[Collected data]
┌──

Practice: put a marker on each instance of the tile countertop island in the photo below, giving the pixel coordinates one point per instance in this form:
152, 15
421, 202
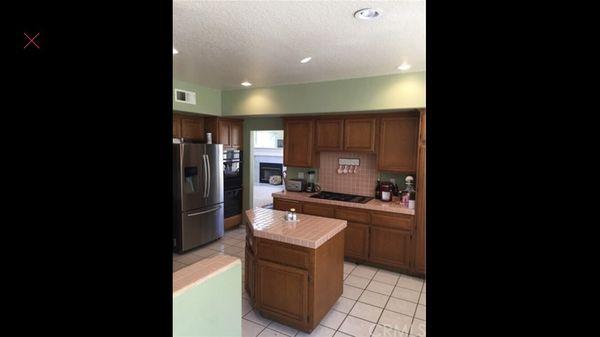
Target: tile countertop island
374, 205
294, 270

└──

Restate the entries verbatim, without pictures.

**Your solution:**
Practice: put a marker on each instance of the tile countertop island in the photo below, giving the pixel coordinates one point per instance in this form:
152, 15
421, 202
Target: tile countertop island
374, 205
294, 270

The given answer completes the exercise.